En somme, David Lisnard et Frédéric Masquelier, et beaucoup d’autres politiques de leur catégorie, ne comprennent plus le monde tel qu’il est, et comme il devra être. Ils simulent la sérénité, la respectabilité, la modération incarnée, enchaînant les postures insincères face aux « extrémistes écologistes et gauchistes », alors qu’ils ne sont que les chevaliers emplumés d’une armée d’apocalypse planétaire. Ces ambitieux extirpent leur apparente modernité de la souille du déni et du rétropédalage, alors qu’ils s’enferrent dans un dogme du XXème siècle, et veulent nous y faire retourner. La preuve est faite depuis longtemps de leur incapacité de faire face aux enjeux d’aujourd’hui et de demain. Et pour cause ! Leur logiciel est dépassé. Nous ne voulons plus leur laisser les clés, lorsqu’ils nous répètent « Laissez-vous faire et faites-nous confiance », tels le serpent Kaa du Livre de la Jungle… Pire, Lisnard & M. font montre d’une insupportable condescendance, lorsqu’ils fustigent la jeune Greta Thunberg, qui a eu le courage de porter le flambeau de la survie de notre espèce, alors qu’ils ne font que porter la flammèche de leurs ambitions personnelles.

##########

- Énoncé a -
Renvoie chaque ligne des enregistrements qui contient le mot « brown ».

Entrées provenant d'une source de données
##########

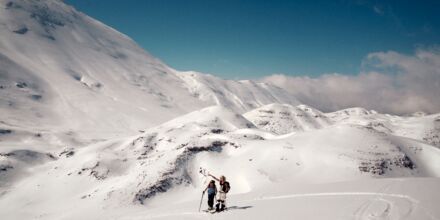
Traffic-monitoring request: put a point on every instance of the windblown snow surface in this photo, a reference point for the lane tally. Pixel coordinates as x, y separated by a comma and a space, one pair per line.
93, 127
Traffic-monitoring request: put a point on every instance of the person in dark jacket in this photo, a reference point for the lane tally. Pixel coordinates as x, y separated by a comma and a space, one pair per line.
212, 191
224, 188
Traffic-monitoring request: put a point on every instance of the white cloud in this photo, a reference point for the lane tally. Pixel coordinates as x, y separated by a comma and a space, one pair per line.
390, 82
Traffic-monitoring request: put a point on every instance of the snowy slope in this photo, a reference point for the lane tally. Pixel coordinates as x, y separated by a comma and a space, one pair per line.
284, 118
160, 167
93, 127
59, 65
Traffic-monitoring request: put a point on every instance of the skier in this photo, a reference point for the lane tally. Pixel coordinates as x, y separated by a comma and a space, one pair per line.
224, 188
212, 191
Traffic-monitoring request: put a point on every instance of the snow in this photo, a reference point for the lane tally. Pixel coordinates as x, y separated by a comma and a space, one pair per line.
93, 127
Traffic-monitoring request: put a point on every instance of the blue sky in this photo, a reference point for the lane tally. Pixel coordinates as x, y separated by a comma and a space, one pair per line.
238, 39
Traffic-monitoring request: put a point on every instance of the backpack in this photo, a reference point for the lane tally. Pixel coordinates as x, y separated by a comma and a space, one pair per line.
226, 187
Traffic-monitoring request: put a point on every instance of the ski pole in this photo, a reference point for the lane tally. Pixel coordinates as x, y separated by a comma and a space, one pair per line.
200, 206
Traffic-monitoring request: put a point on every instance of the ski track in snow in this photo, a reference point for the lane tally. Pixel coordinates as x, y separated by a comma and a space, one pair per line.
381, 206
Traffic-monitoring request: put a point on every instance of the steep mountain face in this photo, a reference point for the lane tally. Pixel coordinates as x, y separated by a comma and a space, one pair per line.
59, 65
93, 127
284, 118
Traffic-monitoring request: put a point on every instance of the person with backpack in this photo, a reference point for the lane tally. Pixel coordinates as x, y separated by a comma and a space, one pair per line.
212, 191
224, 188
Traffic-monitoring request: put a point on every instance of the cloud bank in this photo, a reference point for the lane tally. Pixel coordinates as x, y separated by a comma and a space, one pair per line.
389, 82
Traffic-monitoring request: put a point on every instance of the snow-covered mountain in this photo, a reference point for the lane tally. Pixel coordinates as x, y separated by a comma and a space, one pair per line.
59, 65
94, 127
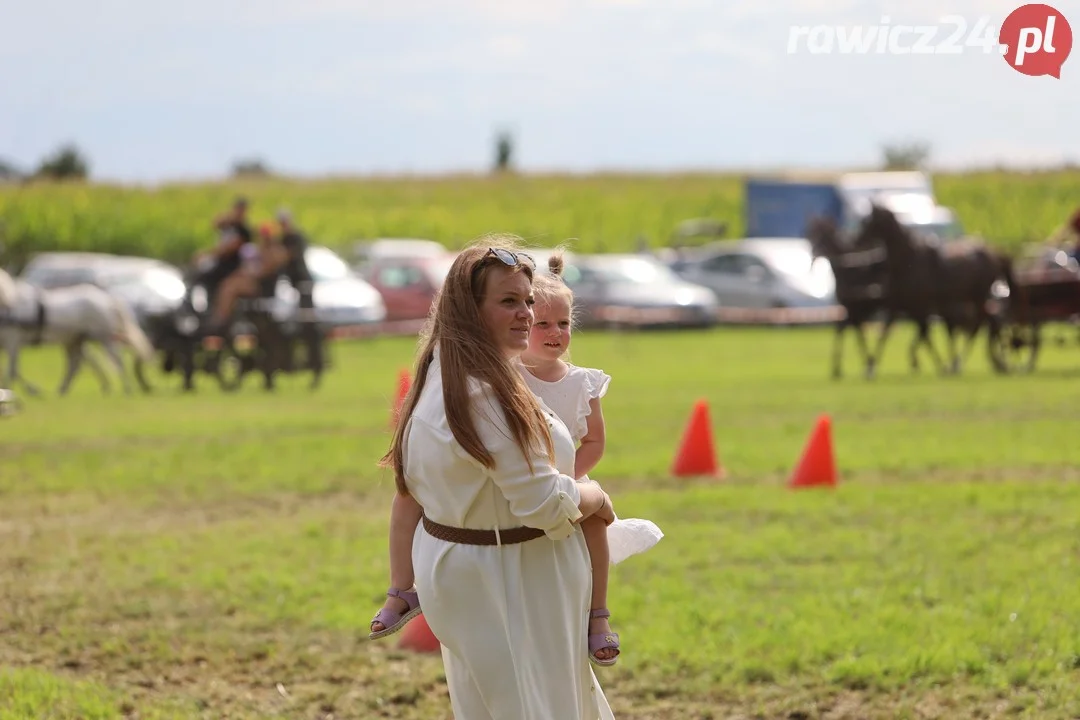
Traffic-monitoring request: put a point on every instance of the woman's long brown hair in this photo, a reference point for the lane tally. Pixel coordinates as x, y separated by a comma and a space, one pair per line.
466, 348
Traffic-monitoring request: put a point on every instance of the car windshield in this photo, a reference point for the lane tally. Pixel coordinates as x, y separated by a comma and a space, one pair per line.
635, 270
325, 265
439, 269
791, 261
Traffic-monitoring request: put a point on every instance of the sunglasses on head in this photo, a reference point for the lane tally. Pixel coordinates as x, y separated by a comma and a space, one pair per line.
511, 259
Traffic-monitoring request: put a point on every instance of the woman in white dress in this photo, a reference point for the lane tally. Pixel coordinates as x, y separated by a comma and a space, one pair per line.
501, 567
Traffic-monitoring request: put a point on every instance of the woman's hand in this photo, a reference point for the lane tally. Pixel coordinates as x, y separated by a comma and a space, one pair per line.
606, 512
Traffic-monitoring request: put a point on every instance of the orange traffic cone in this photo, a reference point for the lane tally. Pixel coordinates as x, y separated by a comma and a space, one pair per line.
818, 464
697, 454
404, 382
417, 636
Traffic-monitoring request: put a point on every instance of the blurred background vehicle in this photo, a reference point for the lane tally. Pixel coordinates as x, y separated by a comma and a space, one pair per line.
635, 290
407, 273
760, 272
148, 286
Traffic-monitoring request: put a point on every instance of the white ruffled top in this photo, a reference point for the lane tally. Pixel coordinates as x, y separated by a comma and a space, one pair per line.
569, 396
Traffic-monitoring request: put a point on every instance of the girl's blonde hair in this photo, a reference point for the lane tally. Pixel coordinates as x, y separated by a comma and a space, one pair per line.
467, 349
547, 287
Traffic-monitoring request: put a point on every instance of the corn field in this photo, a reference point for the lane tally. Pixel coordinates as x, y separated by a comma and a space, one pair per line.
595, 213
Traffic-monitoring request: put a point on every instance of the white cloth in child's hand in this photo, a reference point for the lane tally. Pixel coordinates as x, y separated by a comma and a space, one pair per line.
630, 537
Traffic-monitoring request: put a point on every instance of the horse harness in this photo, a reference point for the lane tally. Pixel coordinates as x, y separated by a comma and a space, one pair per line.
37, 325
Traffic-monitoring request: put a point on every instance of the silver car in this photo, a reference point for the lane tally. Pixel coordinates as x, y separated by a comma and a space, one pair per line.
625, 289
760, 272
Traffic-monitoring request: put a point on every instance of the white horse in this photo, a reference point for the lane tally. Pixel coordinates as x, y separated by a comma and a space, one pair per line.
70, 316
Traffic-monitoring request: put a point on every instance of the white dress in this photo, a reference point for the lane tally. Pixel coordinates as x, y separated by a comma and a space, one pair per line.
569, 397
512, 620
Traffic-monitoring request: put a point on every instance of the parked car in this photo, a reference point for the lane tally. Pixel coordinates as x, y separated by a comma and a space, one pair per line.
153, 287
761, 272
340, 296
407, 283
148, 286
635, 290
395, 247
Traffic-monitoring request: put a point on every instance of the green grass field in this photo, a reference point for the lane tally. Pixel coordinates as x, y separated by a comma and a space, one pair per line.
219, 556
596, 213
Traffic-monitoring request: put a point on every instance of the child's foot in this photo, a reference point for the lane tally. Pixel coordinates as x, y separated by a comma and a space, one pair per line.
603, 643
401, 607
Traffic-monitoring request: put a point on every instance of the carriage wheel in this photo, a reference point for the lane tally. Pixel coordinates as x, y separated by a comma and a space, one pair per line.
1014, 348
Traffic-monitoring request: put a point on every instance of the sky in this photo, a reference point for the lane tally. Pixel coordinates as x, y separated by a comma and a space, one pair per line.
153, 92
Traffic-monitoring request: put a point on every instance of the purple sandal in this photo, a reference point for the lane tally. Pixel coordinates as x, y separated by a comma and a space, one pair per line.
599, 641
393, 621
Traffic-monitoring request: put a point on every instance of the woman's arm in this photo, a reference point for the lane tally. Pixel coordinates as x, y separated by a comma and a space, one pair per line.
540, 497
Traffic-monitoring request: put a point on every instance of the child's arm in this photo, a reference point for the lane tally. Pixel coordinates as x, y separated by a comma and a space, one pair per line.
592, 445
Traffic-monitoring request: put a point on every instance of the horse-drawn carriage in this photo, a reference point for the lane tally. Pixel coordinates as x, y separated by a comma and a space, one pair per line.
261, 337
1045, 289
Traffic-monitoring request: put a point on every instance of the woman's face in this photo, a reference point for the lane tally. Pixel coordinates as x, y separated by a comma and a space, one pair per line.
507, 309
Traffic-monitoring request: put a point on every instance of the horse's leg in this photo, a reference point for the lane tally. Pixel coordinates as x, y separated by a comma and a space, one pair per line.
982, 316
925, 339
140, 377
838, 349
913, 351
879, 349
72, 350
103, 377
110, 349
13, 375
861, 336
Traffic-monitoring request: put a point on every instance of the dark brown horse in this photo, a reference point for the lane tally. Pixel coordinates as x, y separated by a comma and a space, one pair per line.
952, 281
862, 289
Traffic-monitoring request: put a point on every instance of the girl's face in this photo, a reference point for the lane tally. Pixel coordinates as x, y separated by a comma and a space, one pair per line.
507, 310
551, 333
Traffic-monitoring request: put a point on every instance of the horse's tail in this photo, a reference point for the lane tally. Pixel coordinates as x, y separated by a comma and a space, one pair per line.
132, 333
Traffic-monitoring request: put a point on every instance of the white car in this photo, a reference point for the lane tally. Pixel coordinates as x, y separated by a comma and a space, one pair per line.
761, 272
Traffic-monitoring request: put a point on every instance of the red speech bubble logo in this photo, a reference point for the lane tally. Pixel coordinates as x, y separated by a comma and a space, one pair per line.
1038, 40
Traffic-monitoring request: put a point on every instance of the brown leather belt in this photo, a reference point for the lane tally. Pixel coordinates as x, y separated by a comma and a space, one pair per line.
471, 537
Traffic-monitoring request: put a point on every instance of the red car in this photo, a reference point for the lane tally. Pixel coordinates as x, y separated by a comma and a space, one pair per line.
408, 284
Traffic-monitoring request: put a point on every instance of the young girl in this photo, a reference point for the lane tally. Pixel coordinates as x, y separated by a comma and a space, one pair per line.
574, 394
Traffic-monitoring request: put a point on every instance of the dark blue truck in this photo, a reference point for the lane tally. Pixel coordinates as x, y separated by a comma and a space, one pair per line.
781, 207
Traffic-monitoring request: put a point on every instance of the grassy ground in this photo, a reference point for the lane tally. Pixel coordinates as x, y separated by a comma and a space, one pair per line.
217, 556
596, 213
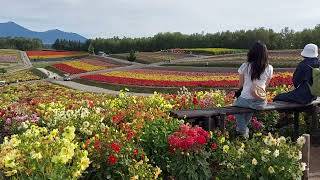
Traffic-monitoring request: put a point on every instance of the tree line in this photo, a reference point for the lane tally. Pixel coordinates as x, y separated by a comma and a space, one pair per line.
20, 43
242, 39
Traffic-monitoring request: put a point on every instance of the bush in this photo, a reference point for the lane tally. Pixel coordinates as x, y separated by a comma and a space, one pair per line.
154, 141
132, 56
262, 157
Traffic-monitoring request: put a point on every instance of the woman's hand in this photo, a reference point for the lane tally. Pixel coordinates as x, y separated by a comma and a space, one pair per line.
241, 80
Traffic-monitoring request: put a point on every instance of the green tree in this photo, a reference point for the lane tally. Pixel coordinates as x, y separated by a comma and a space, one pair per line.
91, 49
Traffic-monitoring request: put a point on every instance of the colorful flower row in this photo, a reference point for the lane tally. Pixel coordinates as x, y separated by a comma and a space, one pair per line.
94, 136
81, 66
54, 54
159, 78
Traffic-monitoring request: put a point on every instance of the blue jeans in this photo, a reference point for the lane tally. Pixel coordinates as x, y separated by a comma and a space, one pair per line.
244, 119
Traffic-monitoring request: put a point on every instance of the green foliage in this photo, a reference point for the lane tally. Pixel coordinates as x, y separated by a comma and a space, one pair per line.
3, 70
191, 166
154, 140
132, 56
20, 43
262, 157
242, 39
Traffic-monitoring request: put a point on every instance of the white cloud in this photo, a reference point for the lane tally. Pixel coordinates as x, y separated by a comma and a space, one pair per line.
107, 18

##########

- Énoncé b -
Poursuis le texte qui critique David Lisnard et Frédéric Masquelier, à la suite de sa dernière phrase.

- Bonne réponse a -
Traffic-monitoring request: put a point on every instance of the woman's long brown hair in this photo, a reference point for the lane tally. Pixel coordinates as x, y separated by a comma and a space, one pair per line.
Traffic-monitoring request: put a point on every instance of the dark brown horse in this photo, a reference point for the lane tally. Pixel coordinates as x, y separated by a comma and a space, one pair per line.
Traffic-monitoring request: put a point on every instance of the brown leather belt in this photo, a reference point for the lane tally. Pixel coordinates as x, y separated by a comma and a space, one pair per line.

- Bonne réponse b -
Non aux tromperies sur papier glacé !
Vous l’aurez compris : ce papier lustré et étincelant comme les palmes du Festival de Cannes, est une belle illusion, un aveu de tromperie et de manipulation, un modèle de monde non durable. Un papier qui nous met dans une colère froide, mais qui, « en même temps », renforce notre détermination à combattre ces idéologues d’un faux progrès et d’un suicide programmé, mais retardé pour les plus nantis.
A l’heure des enjeux critiques pour l’humanité, nous voulons des politiques courageux, honnêtes y compris et surtout sur ces sujets cruciaux, pas des illusionnistes.